**WHAT IS REQUIRED:**
Copy out only the span from the line with "Locate each instance of the gray rock" to the end of the data, both ends kept, word for word.

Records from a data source
★ ★ ★ ★ ★

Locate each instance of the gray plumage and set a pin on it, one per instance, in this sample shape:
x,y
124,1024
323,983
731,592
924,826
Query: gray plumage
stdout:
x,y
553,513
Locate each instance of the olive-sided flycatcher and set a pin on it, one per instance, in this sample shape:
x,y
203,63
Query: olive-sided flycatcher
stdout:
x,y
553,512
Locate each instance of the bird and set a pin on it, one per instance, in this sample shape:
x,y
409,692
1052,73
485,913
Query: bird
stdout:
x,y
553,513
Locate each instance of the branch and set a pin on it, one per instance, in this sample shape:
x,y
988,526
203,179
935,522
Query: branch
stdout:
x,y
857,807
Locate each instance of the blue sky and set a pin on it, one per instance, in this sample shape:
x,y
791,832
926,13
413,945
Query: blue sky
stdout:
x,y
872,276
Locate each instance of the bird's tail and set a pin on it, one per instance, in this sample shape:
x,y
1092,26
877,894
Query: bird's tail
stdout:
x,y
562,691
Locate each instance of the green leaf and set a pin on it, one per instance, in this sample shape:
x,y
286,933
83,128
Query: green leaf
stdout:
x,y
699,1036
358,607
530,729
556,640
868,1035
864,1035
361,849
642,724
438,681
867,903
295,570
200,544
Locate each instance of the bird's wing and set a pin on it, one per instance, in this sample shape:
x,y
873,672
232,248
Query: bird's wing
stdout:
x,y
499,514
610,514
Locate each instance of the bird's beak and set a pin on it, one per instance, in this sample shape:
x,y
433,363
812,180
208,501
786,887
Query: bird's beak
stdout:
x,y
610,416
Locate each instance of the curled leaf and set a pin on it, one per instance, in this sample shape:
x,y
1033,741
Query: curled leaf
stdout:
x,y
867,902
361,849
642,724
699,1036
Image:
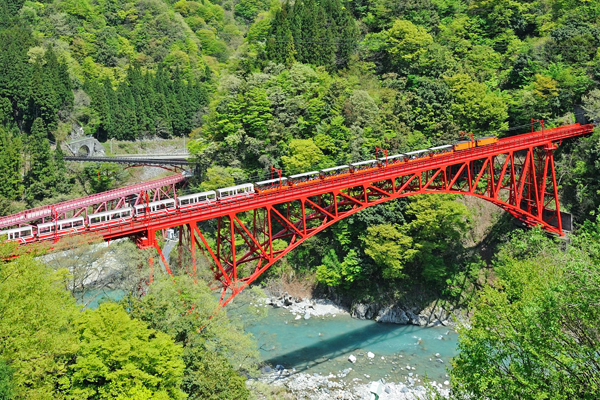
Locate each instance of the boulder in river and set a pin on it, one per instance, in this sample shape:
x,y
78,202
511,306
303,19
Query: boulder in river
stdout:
x,y
392,315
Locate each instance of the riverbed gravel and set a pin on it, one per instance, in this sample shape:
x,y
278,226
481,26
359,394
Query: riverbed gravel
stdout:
x,y
329,387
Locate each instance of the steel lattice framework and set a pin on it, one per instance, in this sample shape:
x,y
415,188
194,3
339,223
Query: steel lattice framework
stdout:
x,y
242,238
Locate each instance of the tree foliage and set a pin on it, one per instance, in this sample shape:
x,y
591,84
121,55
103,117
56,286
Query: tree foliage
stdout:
x,y
121,358
39,347
215,350
534,332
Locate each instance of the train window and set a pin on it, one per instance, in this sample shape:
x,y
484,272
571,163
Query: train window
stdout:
x,y
45,229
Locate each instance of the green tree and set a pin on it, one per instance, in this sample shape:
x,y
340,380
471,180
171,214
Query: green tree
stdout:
x,y
280,41
61,179
212,343
534,332
100,177
40,346
389,248
406,43
41,174
11,149
120,357
476,108
6,373
303,155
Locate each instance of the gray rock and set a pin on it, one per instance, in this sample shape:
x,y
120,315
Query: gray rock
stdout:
x,y
392,315
364,311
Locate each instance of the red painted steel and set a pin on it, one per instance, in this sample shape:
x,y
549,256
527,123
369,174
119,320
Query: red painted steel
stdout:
x,y
97,202
241,238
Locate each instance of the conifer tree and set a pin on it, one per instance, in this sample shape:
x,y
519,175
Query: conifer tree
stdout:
x,y
10,165
61,182
43,98
280,44
41,172
15,68
125,126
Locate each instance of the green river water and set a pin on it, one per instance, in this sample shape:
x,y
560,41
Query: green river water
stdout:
x,y
323,345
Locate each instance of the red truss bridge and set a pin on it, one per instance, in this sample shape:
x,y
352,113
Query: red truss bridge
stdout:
x,y
245,229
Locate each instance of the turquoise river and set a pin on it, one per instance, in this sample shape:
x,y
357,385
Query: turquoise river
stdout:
x,y
323,345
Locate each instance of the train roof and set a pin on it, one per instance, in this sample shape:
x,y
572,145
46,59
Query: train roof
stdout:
x,y
396,156
446,146
412,153
363,163
61,221
282,179
6,232
103,213
190,196
335,168
236,187
303,174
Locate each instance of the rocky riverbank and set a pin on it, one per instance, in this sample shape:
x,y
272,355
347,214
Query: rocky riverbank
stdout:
x,y
320,387
429,316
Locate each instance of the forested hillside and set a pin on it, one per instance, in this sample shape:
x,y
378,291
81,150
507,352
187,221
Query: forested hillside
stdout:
x,y
297,85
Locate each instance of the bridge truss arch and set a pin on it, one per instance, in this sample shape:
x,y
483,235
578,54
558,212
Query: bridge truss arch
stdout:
x,y
242,237
243,244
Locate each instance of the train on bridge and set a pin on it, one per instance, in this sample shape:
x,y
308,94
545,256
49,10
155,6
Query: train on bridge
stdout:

★ ★ ★ ★ ★

**ANSWER TO THIS PROBLEM:**
Locate each instance of the gray rock and set a pin on it, one per instance, in this sample shape:
x,y
120,315
Query: gray rock
stdout:
x,y
392,315
364,311
Locate each instance of the red painted steel and set a pin on it, one per instance, in this sample shape:
x,y
549,256
527,123
369,174
119,320
Query: red painted steel
stdout:
x,y
97,202
241,238
Locate each instance of the conifer tree and set a pin on it, one per instance, in this sample shape:
x,y
519,175
Query: conifer tree
stdout:
x,y
10,165
61,182
43,98
280,44
41,172
15,68
125,126
Locate each instance of the green river water and set a pin on it, one per instance, in this sample shape:
x,y
560,41
Query: green river water
stdout:
x,y
323,345
Locate each instance of the red truss bridge and set a pin on it, one per instance, in this sample shape:
x,y
352,113
Query: red truss bridge
stdout:
x,y
245,229
Locate each instance of the turquoise river and set a pin on it, one per instance, in this sample shape:
x,y
357,385
Query: turquoise river
stdout:
x,y
323,345
Locate each instance of the train roof and set a pin on it, one per instance, in this sample shape:
x,y
572,145
46,59
Query: train roof
stdout:
x,y
396,156
446,146
412,153
363,163
61,221
282,179
6,232
103,213
190,196
335,168
236,187
303,174
Locate each instance of the rocky riverbank and set a pin on it, one per instance, in this sample shape:
x,y
272,355
347,214
Query: rocky riverbank
stdout:
x,y
320,387
429,316
Locate each instance of the forested hillside and set a pin on it, one per instance, in this sample shape:
x,y
378,291
81,150
507,352
187,221
Query: forested hillside
stdout:
x,y
297,85
Locate each instance of the bridge truss arch and set a pin on it, one per instance, in this sample shape:
x,y
483,235
578,54
558,212
Query: bridge truss arch
stdout:
x,y
242,237
243,244
Locate each instance of the train on bridge and set a pin on it, one per instance, in this sample shape:
x,y
308,94
545,256
49,10
155,6
Query: train on bridge
stdout:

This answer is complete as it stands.